**Pasaje seleccionado:**
La vista desde la cumbre es dilatada y sorprendente en todas las direcciones, cerrada al norte por Sierra Morena y, en primer plano por Almodóvar, la cara sur de Jabalcuz y la Sierra de la Grana, al este por las serranías de Mágina, Cazorla y Segura, amén de la de Baza. Al sur por la sierra de Alta Coloma, sierra Arana y Sierra Nevada. Más hacia el oeste las elevaciones malagueñas, la granadina Parapanda, y las serranías subbéticas cordobesas, o las   jaeneras de Caracolera y Ahillo. Y, a nuestros pies, más allá del puerto de las Coberteras, la Sierra Sur valdepeñera, grandiosa y arriscada. La circular geografía hace un entorno imposible de describir con palabras. Habría que estar ahí para comprender su significado.

**Entradas de datos:**
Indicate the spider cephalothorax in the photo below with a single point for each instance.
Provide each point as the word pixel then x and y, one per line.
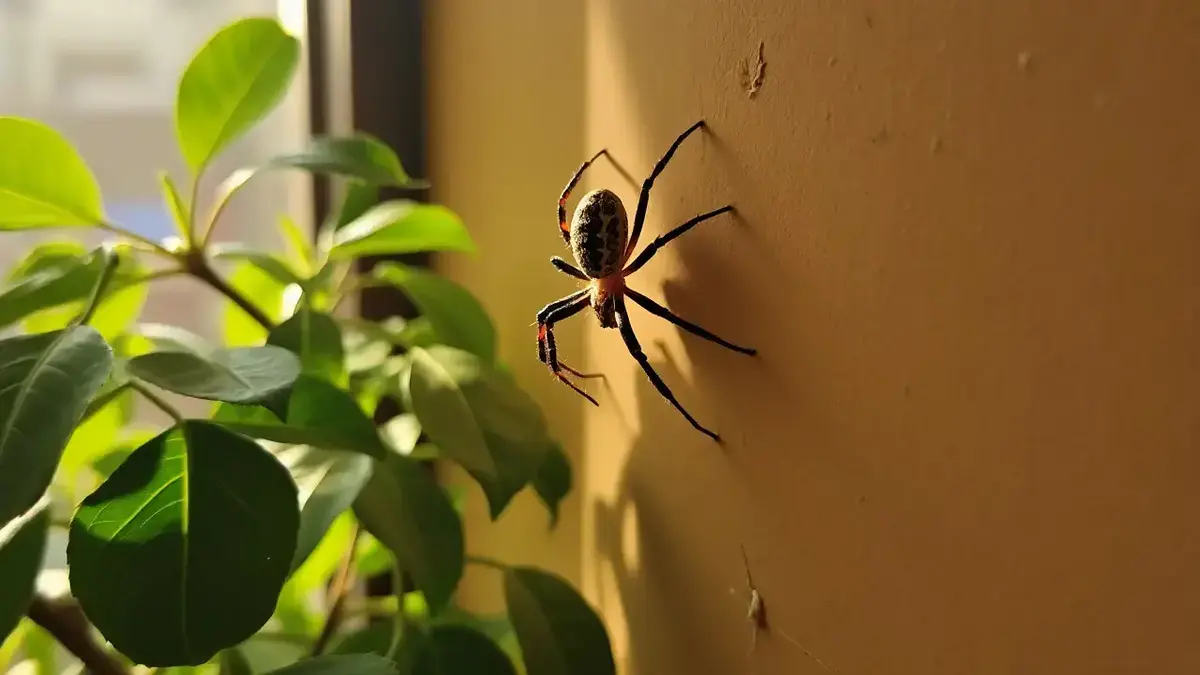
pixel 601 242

* * *

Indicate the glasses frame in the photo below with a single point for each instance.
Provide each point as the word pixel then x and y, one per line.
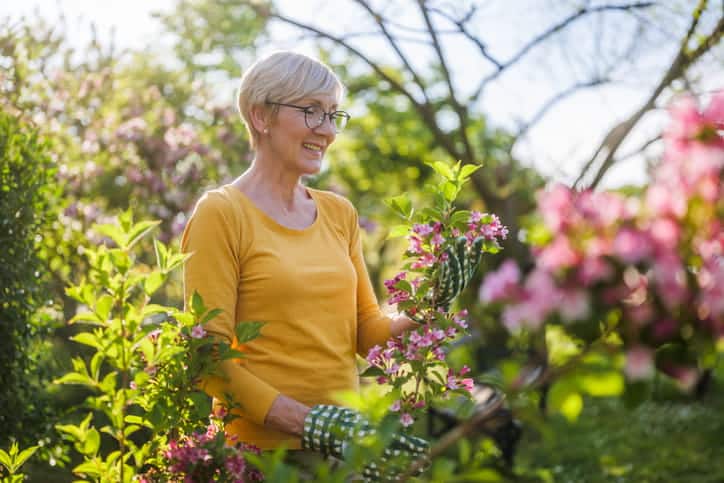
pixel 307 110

**Detalles del problema:**
Devuelve completo el pasaje seleccionado sobre la vista desde la cumbre, sin alterar ni una palabra ni un signo.

**Resultado:**
La vista desde la cumbre es dilatada y sorprendente en todas las direcciones, cerrada al norte por Sierra Morena y, en primer plano por Almodóvar, la cara sur de Jabalcuz y la Sierra de la Grana, al este por las serranías de Mágina, Cazorla y Segura, amén de la de Baza. Al sur por la sierra de Alta Coloma, sierra Arana y Sierra Nevada. Más hacia el oeste las elevaciones malagueñas, la granadina Parapanda, y las serranías subbéticas cordobesas, o las   jaeneras de Caracolera y Ahillo. Y, a nuestros pies, más allá del puerto de las Coberteras, la Sierra Sur valdepeñera, grandiosa y arriscada. La circular geografía hace un entorno imposible de describir con palabras. Habría que estar ahí para comprender su significado.